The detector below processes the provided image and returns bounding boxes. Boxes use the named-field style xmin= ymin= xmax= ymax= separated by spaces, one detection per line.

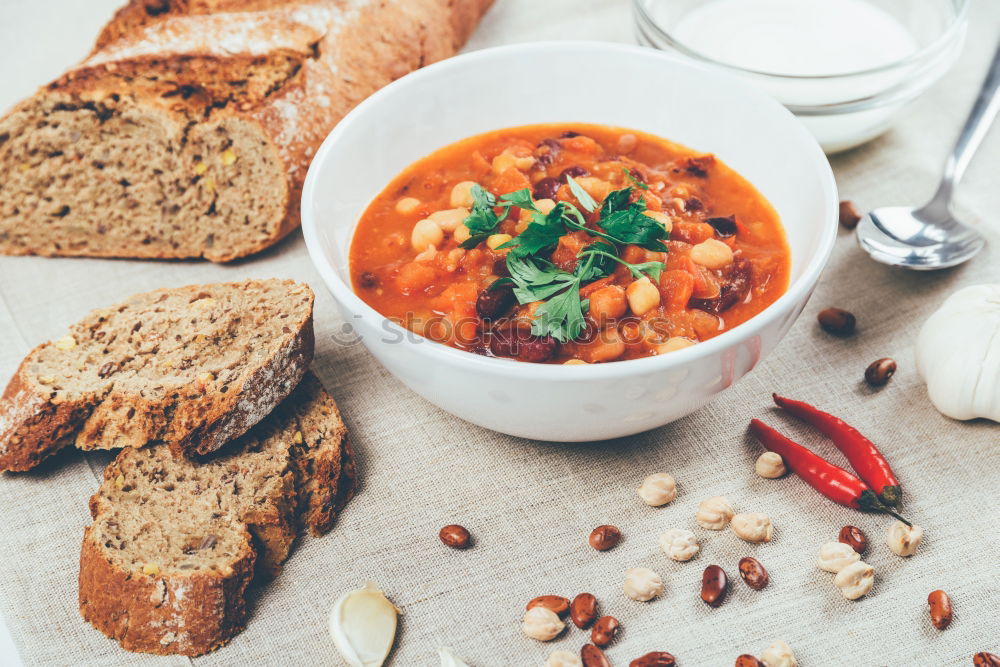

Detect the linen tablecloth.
xmin=0 ymin=0 xmax=1000 ymax=667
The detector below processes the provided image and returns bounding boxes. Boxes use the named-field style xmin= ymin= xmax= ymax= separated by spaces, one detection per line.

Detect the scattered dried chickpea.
xmin=575 ymin=176 xmax=611 ymax=202
xmin=410 ymin=218 xmax=444 ymax=252
xmin=637 ymin=472 xmax=677 ymax=507
xmin=885 ymin=521 xmax=924 ymax=558
xmin=396 ymin=197 xmax=420 ymax=215
xmin=618 ymin=133 xmax=639 ymax=155
xmin=816 ymin=542 xmax=861 ymax=574
xmin=760 ymin=639 xmax=799 ymax=667
xmin=450 ymin=181 xmax=477 ymax=208
xmin=625 ymin=276 xmax=660 ymax=315
xmin=691 ymin=239 xmax=733 ymax=269
xmin=545 ymin=651 xmax=583 ymax=667
xmin=656 ymin=336 xmax=694 ymax=354
xmin=427 ymin=207 xmax=469 ymax=232
xmin=588 ymin=285 xmax=628 ymax=323
xmin=623 ymin=567 xmax=663 ymax=602
xmin=694 ymin=496 xmax=736 ymax=530
xmin=753 ymin=452 xmax=788 ymax=479
xmin=660 ymin=528 xmax=701 ymax=561
xmin=643 ymin=211 xmax=676 ymax=236
xmin=535 ymin=199 xmax=556 ymax=214
xmin=729 ymin=512 xmax=774 ymax=543
xmin=452 ymin=225 xmax=472 ymax=243
xmin=833 ymin=560 xmax=875 ymax=600
xmin=521 ymin=607 xmax=566 ymax=642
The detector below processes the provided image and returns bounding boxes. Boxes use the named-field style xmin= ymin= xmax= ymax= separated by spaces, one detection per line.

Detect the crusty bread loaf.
xmin=0 ymin=0 xmax=492 ymax=261
xmin=0 ymin=280 xmax=313 ymax=470
xmin=80 ymin=373 xmax=355 ymax=656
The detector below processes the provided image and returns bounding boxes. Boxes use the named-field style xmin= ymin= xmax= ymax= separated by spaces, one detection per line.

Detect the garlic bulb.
xmin=916 ymin=285 xmax=1000 ymax=421
xmin=330 ymin=581 xmax=399 ymax=667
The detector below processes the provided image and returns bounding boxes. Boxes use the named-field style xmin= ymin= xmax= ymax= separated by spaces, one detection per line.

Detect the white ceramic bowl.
xmin=302 ymin=42 xmax=837 ymax=442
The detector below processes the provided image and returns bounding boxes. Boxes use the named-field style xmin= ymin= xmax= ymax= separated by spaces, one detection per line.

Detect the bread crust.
xmin=79 ymin=373 xmax=357 ymax=656
xmin=0 ymin=0 xmax=492 ymax=262
xmin=79 ymin=526 xmax=256 ymax=656
xmin=0 ymin=281 xmax=314 ymax=471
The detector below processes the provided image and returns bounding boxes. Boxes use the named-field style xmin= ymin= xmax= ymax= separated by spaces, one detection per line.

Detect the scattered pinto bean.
xmin=559 ymin=164 xmax=590 ymax=183
xmin=740 ymin=556 xmax=771 ymax=591
xmin=837 ymin=526 xmax=868 ymax=554
xmin=531 ymin=176 xmax=560 ymax=199
xmin=699 ymin=215 xmax=737 ymax=239
xmin=816 ymin=308 xmax=858 ymax=336
xmin=927 ymin=590 xmax=952 ymax=630
xmin=587 ymin=525 xmax=622 ymax=551
xmin=535 ymin=138 xmax=562 ymax=167
xmin=840 ymin=201 xmax=861 ymax=229
xmin=476 ymin=285 xmax=517 ymax=320
xmin=490 ymin=327 xmax=559 ymax=363
xmin=684 ymin=197 xmax=705 ymax=213
xmin=524 ymin=595 xmax=569 ymax=616
xmin=628 ymin=651 xmax=677 ymax=667
xmin=688 ymin=257 xmax=753 ymax=315
xmin=701 ymin=565 xmax=729 ymax=607
xmin=438 ymin=523 xmax=472 ymax=549
xmin=590 ymin=616 xmax=621 ymax=648
xmin=865 ymin=357 xmax=896 ymax=387
xmin=580 ymin=644 xmax=611 ymax=667
xmin=569 ymin=593 xmax=597 ymax=630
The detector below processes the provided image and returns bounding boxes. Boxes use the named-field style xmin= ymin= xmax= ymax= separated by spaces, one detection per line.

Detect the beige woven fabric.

DIRECTIVE: Add 123 to every bounding-box coordinate in the answers, and write out again the lines above from the first one through the line with "xmin=0 ymin=0 xmax=1000 ymax=667", both included, with their requests. Leave the pictures out.

RESULT OF THIS TASK:
The detector below processes the provided image and returns bounding boxes. Boxes use the named-field style xmin= ymin= xmax= ymax= separated by spaces, one detection per line.


Detect the linen tablecloth.
xmin=123 ymin=123 xmax=1123 ymax=790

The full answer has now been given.